[Stored data entries]
:::::

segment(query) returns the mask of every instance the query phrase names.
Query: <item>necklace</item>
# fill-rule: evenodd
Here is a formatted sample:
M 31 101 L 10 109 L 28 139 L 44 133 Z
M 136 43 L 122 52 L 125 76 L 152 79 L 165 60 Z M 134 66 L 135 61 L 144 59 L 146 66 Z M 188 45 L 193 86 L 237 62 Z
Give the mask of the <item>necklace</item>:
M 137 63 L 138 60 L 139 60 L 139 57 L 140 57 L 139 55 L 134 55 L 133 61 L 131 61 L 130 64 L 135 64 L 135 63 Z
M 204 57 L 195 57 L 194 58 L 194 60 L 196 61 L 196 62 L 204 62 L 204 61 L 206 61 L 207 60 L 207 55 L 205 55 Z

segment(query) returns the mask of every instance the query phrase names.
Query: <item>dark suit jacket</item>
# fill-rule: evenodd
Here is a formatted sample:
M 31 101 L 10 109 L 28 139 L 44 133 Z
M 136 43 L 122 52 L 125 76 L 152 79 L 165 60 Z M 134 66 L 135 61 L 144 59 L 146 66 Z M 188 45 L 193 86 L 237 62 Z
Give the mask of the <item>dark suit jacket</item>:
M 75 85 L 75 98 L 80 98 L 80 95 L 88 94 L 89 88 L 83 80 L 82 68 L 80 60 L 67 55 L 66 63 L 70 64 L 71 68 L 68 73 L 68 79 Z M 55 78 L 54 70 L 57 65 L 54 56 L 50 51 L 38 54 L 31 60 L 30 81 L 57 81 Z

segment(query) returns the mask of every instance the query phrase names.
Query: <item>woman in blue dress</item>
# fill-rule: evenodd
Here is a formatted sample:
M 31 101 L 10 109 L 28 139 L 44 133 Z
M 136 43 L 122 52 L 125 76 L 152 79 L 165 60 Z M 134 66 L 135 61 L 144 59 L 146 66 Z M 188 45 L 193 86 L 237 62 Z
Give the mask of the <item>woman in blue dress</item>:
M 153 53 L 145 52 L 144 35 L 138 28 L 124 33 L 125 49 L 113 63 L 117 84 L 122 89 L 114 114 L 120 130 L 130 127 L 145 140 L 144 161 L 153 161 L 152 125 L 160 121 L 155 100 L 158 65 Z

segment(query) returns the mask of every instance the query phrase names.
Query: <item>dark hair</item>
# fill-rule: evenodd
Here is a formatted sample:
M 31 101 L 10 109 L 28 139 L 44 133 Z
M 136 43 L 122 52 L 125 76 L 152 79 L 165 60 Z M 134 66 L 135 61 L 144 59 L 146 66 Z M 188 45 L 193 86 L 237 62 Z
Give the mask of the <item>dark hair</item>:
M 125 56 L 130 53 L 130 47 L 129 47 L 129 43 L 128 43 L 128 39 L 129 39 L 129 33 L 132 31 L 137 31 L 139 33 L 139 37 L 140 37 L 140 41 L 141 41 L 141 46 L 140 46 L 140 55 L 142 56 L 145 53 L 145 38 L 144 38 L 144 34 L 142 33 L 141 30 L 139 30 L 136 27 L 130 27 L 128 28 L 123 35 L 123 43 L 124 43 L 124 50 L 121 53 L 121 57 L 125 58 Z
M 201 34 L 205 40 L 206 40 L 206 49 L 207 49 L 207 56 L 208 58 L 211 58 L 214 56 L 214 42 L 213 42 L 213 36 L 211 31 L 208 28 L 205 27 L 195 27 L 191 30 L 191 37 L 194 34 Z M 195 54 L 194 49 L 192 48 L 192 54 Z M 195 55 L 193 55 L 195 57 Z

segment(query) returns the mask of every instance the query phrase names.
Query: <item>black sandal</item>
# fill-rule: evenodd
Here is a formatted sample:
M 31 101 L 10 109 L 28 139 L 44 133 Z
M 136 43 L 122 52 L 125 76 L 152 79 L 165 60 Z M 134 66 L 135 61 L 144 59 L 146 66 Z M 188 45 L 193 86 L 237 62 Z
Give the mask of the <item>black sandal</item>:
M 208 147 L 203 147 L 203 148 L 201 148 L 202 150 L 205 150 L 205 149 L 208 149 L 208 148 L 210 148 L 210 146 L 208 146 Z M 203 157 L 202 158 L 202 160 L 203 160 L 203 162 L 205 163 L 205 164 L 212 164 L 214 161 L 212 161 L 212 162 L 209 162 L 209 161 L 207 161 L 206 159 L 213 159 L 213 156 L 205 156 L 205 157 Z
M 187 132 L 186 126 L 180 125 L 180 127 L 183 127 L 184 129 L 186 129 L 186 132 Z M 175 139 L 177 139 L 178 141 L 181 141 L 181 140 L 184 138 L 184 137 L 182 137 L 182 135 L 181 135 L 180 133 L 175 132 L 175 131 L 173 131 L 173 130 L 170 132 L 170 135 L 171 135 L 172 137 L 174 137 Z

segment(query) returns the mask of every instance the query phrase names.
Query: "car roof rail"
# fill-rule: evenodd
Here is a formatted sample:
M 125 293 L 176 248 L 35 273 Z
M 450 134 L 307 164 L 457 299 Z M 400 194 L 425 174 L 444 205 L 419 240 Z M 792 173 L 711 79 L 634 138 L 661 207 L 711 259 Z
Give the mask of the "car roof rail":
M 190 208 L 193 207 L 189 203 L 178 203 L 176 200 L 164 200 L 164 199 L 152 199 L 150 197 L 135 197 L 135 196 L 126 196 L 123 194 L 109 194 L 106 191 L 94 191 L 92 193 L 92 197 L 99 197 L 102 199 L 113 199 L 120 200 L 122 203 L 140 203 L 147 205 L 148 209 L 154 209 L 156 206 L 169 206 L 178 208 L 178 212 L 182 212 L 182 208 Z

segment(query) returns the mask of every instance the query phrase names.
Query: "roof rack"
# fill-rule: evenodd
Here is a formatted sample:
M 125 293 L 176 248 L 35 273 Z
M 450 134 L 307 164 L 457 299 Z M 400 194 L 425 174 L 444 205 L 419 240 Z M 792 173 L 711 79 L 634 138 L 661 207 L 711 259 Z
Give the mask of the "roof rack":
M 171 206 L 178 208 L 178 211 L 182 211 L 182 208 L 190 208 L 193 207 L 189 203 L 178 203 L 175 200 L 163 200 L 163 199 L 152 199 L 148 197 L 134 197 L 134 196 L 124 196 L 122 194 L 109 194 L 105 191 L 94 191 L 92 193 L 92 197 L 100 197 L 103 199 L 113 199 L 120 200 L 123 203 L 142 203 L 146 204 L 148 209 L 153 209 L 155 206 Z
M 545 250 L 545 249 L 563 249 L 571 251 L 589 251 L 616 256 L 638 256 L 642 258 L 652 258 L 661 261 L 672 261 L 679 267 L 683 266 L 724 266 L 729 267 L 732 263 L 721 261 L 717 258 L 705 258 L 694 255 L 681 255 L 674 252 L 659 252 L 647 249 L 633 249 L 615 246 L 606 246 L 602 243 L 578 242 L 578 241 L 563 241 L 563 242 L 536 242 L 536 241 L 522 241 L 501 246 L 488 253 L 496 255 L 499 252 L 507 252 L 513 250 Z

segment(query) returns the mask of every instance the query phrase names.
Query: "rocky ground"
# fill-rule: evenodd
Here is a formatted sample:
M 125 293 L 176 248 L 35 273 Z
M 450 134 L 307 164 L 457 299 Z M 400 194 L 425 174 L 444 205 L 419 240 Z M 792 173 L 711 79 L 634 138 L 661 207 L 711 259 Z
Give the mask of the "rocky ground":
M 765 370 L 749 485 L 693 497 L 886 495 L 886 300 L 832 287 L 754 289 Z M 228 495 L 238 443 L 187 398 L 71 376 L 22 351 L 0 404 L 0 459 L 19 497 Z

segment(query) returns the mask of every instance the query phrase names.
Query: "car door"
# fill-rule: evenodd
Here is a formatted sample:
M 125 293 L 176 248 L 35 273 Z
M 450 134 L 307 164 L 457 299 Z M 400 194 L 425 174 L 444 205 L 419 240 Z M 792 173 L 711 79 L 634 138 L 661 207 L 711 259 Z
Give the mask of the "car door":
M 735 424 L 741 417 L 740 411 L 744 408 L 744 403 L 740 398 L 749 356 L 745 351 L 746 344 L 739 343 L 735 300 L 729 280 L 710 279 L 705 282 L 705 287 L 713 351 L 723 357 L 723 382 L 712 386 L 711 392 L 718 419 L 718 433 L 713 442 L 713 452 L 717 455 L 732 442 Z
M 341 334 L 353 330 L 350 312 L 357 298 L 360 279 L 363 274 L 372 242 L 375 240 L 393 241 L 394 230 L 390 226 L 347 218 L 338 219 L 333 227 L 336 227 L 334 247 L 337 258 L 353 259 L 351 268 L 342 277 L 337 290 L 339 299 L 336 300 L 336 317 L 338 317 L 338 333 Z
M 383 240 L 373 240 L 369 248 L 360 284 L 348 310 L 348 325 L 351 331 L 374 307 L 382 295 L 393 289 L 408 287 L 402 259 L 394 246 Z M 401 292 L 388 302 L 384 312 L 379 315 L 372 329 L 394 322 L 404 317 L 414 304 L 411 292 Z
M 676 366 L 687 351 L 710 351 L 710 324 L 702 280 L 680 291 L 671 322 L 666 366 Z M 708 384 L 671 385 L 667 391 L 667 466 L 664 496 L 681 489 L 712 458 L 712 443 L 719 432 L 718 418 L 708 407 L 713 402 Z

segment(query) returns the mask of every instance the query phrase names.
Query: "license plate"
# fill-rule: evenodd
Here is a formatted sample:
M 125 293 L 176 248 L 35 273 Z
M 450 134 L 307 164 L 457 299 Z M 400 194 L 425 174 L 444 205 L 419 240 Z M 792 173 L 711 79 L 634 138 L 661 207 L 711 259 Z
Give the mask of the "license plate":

:::::

WHAT THE TASK ASKS: Repeat the listing above word for word, from its first line through the line that contains "M 153 53 L 145", both ends included.

SOLUTION TO THIS PROBLEM:
segment(query) returns the mask of every instance the query phrase names.
Query: <item>necklace</item>
# fill-rule: evenodd
Here is a formatted sample:
M 31 101 L 10 109 L 28 139 L 44 133 Z
M 136 43 L 122 52 L 125 76 L 152 79 L 165 60 Z M 134 66 L 135 61 L 144 59 L 146 66 Z M 188 45 L 193 86 L 237 62 Z
Give the mask of the <item>necklace</item>:
M 137 63 L 138 60 L 139 60 L 139 57 L 140 57 L 139 55 L 134 55 L 133 61 L 131 61 L 130 64 L 135 64 L 135 63 Z
M 204 57 L 195 57 L 194 58 L 194 60 L 196 61 L 196 62 L 204 62 L 204 61 L 206 61 L 207 60 L 207 55 L 205 55 Z

segment(query) returns the mask of every instance the query phrase names.
Query: <item>dark suit jacket</item>
# fill-rule: evenodd
Here is a formatted sample:
M 31 101 L 10 109 L 28 139 L 44 133 Z
M 136 43 L 122 52 L 125 76 L 152 79 L 165 60 Z M 134 66 L 135 61 L 144 59 L 146 66 Z M 188 45 L 193 86 L 237 62 Z
Give the mask of the <item>dark suit jacket</item>:
M 75 85 L 75 98 L 80 98 L 80 95 L 88 94 L 89 88 L 83 80 L 82 68 L 80 60 L 67 55 L 66 63 L 70 64 L 71 68 L 68 73 L 68 79 Z M 55 78 L 54 70 L 57 65 L 54 56 L 50 51 L 38 54 L 31 60 L 30 81 L 57 81 Z

segment(query) returns the mask of every instance the query phrase names.
Query: <item>woman in blue dress</item>
# fill-rule: evenodd
Here is a formatted sample:
M 31 101 L 10 109 L 28 139 L 44 133 Z
M 136 43 L 122 52 L 125 76 L 152 79 L 165 60 Z M 134 66 L 135 61 L 144 59 L 146 66 Z M 188 45 L 193 86 L 237 62 Z
Give the mask of the <item>woman in blue dress</item>:
M 153 53 L 145 52 L 144 35 L 138 28 L 124 33 L 125 49 L 113 63 L 117 84 L 122 89 L 114 114 L 120 130 L 130 127 L 145 140 L 144 161 L 153 161 L 152 125 L 160 121 L 155 100 L 158 65 Z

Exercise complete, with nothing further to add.